(Data to use)

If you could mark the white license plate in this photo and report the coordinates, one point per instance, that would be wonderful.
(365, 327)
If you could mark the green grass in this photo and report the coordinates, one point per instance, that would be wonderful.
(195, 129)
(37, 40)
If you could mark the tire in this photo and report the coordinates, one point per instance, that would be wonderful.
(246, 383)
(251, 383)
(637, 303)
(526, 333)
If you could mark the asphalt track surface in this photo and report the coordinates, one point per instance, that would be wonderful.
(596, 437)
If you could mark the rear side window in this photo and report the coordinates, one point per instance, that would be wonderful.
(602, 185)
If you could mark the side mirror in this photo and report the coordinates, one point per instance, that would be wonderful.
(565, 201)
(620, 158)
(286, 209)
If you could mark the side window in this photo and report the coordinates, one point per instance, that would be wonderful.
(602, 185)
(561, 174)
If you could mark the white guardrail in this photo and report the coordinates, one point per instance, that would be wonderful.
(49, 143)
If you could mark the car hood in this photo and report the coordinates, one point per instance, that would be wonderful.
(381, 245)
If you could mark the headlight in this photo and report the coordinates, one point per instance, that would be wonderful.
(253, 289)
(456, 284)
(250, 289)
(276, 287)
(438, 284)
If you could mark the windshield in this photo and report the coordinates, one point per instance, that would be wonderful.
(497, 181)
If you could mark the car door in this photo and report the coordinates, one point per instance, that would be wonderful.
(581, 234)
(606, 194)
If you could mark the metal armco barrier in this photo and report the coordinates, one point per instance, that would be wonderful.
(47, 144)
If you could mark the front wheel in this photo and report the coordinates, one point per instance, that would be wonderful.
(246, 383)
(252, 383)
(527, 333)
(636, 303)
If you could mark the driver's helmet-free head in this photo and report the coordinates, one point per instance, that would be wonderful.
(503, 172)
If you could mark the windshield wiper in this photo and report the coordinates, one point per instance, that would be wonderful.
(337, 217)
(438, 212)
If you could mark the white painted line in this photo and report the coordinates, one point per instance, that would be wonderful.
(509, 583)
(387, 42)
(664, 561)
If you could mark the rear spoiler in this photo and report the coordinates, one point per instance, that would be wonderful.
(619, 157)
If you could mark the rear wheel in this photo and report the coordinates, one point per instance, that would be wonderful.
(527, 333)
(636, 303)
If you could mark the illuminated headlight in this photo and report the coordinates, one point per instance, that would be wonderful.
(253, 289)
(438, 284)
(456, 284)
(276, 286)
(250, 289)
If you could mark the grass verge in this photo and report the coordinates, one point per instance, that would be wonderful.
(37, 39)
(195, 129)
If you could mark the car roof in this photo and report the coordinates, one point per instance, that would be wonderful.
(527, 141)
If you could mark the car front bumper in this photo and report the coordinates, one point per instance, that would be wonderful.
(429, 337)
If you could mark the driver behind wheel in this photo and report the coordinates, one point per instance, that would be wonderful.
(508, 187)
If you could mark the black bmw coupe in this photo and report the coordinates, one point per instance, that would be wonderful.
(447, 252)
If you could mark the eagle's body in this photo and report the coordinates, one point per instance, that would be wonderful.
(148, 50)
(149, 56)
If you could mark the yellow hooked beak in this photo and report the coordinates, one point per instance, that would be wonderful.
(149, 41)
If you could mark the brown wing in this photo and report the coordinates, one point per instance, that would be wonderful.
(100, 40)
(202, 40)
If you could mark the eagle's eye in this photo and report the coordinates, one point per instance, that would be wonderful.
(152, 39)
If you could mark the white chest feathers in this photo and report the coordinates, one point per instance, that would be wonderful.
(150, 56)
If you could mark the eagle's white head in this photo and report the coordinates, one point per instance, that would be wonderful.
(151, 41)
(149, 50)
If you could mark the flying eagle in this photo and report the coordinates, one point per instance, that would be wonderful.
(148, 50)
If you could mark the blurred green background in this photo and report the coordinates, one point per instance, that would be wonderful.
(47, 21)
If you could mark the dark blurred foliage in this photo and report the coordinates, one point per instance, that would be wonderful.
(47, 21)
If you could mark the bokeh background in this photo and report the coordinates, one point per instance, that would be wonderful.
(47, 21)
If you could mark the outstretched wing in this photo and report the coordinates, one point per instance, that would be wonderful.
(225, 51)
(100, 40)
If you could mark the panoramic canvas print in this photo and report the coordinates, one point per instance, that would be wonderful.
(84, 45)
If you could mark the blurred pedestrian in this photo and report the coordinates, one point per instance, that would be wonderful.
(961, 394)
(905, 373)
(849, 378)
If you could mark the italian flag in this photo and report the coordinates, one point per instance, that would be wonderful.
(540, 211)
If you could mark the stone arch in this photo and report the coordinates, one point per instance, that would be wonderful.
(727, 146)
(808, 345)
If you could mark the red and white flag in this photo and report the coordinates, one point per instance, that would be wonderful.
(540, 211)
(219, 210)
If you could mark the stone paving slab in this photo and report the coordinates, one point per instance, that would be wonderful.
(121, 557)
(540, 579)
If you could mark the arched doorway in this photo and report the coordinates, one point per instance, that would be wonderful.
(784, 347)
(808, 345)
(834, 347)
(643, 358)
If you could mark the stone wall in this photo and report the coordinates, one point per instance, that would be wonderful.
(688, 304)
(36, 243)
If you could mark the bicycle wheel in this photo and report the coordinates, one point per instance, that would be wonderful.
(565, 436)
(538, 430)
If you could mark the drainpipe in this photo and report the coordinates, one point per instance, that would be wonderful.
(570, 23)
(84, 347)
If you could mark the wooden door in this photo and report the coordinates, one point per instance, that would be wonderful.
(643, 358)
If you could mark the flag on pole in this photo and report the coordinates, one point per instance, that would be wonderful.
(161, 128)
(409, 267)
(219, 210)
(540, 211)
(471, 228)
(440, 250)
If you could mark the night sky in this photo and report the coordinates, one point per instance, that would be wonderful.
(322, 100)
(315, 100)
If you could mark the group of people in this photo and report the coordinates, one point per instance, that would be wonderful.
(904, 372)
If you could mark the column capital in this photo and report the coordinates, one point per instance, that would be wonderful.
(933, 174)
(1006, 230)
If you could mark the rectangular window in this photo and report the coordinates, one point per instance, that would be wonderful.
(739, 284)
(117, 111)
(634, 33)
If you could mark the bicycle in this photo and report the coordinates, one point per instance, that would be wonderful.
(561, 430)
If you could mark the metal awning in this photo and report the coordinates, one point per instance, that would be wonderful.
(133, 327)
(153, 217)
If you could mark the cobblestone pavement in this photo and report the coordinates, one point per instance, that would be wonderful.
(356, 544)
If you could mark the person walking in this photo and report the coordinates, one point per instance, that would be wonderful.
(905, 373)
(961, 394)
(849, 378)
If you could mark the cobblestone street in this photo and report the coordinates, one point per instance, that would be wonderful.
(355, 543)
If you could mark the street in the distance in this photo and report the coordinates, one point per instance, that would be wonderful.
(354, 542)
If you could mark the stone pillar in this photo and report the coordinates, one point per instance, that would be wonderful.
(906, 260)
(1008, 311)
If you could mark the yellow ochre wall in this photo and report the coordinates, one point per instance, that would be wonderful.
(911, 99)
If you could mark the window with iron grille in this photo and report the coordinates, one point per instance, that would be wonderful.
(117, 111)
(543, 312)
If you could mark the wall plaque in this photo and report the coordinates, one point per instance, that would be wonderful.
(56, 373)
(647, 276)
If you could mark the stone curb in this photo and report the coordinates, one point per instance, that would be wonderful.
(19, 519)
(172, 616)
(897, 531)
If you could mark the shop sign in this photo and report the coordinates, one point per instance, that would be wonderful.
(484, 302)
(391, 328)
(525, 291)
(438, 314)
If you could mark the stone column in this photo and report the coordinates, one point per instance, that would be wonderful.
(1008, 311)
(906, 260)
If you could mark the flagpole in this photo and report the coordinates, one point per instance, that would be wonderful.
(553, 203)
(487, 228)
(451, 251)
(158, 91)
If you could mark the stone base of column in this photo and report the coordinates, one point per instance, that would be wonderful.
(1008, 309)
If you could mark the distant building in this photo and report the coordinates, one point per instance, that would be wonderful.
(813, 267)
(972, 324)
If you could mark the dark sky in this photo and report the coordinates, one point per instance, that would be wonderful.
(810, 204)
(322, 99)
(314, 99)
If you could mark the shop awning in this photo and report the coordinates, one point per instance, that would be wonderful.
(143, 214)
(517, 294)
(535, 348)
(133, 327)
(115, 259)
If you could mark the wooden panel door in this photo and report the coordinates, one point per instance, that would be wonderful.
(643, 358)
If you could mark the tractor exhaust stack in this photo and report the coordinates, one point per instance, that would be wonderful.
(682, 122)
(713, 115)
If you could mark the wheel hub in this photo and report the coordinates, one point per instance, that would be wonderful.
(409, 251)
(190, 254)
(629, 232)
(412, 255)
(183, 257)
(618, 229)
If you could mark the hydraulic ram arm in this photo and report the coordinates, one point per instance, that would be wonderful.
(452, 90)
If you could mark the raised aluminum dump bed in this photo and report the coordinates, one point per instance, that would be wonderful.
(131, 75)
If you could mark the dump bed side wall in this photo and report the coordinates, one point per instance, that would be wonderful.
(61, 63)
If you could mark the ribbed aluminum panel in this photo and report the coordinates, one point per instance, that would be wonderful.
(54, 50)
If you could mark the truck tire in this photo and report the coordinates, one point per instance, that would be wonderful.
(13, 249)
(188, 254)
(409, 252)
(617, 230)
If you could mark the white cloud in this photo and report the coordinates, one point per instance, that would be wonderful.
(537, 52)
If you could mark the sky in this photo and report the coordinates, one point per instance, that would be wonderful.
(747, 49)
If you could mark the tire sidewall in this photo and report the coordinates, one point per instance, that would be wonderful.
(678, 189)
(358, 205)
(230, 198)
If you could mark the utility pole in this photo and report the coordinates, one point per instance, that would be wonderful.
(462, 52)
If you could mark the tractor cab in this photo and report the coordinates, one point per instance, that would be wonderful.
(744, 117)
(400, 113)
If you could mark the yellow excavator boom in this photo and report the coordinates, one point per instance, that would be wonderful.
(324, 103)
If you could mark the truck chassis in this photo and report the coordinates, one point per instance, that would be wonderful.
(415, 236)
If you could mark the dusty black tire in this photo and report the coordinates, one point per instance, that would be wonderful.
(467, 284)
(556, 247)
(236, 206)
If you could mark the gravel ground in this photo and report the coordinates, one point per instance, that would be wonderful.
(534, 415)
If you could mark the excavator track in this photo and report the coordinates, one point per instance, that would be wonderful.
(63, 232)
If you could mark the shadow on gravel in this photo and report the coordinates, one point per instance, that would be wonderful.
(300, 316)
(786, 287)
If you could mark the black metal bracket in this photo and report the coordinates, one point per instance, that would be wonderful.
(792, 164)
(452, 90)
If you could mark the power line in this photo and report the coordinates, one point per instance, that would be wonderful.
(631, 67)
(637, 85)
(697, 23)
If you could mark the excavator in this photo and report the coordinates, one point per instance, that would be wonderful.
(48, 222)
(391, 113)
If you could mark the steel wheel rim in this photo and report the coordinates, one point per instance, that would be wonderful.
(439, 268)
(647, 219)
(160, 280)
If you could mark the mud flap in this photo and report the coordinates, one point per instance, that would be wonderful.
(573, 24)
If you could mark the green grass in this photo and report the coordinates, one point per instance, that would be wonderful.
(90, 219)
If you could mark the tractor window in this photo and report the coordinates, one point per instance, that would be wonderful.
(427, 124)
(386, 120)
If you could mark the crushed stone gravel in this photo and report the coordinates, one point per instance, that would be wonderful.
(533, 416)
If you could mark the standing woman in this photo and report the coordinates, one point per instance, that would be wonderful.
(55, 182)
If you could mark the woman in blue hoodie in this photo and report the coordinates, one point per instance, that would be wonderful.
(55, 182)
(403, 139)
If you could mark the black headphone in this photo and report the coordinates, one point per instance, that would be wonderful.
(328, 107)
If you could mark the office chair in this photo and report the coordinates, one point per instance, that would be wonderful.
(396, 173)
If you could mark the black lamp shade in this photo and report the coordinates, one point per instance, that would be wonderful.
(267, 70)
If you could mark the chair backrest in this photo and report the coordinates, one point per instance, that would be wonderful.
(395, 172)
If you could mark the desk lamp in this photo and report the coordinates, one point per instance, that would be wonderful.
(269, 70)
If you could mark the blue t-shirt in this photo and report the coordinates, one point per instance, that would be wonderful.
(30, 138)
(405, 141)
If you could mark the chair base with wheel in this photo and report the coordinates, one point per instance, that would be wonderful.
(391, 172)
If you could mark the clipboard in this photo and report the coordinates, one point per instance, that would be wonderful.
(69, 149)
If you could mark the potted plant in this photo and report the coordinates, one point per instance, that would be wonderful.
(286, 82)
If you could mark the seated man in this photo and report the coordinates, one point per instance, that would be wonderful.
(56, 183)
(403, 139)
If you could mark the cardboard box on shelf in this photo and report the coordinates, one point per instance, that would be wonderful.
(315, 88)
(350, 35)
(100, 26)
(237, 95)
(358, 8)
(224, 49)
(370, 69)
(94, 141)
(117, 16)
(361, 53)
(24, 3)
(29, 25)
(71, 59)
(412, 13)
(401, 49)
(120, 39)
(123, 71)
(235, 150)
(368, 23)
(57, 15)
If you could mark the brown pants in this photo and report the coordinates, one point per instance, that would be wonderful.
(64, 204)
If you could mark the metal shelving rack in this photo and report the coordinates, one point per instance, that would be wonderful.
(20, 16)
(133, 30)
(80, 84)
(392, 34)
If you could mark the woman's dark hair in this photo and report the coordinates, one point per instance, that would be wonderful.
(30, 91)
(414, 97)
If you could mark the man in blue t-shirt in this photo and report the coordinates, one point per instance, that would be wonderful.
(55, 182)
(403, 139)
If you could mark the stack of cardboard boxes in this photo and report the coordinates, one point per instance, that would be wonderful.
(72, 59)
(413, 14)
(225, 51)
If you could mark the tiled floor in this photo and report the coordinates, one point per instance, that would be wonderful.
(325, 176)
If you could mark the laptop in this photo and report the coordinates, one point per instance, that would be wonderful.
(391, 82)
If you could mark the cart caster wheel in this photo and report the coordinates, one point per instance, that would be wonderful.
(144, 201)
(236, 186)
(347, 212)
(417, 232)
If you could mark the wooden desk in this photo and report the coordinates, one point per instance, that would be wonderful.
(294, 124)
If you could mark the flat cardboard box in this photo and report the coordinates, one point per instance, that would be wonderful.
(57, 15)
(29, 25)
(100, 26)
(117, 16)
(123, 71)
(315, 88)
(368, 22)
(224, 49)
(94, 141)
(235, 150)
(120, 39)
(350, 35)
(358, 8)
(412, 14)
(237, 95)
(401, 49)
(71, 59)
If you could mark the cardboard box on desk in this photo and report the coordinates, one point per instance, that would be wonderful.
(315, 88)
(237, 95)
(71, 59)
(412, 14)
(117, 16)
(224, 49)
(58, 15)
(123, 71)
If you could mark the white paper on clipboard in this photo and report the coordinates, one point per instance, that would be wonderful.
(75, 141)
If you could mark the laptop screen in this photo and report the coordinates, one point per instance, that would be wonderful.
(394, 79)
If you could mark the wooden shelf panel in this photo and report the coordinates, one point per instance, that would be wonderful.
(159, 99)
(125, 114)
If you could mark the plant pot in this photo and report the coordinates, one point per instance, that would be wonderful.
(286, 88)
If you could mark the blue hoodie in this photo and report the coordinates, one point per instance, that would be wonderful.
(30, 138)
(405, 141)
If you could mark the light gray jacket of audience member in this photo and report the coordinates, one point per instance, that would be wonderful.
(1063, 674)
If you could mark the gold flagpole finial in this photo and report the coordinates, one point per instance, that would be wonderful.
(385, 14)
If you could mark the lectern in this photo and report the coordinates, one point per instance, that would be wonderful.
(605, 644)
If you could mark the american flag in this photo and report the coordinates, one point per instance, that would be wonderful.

(End Data to use)

• **Problem to work on**: Each line from the one containing "If you could mark the lectern" to the last line above must be returned exactly, and no line outside that range.

• **Answer to this problem**:
If you could mark the lectern in this photo and report the coordinates, one point per instance, that would be wonderful.
(605, 644)
If you could mark the american flag in this photo and report the coordinates, one point per instance, that would be wonderful.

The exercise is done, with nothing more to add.